● **Page**:
= = = = =
A March 19, 2018 article in Barron's highlights the Joel Anderson collection of U.S. Paper Money being auctioned by Stack’s Bowers. -Editor
Renowned currency collector Joel R. Anderson is selling his never-before-seen collection of 240 U.S. banknotes valued at $30 million. The collection will be sold in several parts and holds
a number of historically significant bills.
According to the auction catalog, Anderson who lives in Alabama and owns a numismatic publishing company as well as TNT fireworks, the largest firework distributor in the country, had a goal to
obtain the finest-condition of every major large-size federal paper money design from the first widely circulated issues of 1861 to the 1920s.
= = = = =
● **Data shown**:
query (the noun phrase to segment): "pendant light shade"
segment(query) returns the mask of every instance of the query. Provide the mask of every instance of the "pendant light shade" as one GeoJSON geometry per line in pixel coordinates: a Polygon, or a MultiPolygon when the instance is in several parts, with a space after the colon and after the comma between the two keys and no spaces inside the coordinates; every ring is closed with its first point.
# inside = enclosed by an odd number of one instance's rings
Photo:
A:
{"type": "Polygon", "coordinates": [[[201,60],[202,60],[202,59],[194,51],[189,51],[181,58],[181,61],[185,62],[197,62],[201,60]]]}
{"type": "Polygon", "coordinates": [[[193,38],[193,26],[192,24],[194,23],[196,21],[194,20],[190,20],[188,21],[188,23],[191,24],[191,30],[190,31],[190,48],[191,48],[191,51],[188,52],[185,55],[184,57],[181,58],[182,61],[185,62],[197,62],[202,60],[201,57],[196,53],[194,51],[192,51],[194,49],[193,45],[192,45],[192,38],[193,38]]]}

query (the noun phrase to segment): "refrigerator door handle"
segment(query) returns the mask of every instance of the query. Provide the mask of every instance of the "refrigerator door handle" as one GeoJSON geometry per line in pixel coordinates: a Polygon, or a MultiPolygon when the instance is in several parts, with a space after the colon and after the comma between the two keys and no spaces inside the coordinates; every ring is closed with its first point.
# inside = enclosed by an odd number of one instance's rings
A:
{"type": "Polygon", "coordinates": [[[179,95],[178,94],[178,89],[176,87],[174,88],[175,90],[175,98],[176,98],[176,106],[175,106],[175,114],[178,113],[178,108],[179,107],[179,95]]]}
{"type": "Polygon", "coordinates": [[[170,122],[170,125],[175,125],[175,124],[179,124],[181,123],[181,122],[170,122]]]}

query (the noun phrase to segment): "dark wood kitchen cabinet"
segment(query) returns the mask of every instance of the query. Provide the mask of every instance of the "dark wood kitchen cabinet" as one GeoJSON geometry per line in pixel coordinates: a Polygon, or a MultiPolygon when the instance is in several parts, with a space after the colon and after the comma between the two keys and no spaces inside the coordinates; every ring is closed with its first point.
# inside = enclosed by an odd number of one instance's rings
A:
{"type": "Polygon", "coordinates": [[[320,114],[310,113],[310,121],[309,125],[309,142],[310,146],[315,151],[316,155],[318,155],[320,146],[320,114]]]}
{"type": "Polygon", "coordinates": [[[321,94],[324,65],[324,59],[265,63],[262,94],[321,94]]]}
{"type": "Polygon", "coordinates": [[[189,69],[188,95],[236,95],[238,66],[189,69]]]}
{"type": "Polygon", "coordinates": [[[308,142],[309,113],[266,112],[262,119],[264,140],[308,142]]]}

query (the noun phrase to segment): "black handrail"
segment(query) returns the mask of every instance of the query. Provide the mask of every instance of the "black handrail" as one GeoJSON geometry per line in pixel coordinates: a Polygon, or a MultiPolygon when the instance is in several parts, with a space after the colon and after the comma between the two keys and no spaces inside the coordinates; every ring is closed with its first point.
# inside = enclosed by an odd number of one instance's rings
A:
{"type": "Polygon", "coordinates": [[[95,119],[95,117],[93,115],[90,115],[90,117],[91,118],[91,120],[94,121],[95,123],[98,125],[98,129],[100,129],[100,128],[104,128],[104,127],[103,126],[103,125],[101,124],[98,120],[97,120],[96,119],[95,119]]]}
= = = = =
● **What is needed**:
According to the article on the Joel R. Anderson currency collection, what is the name of the fireworks company Anderson owns?

● **Full solution**:
TNT fireworks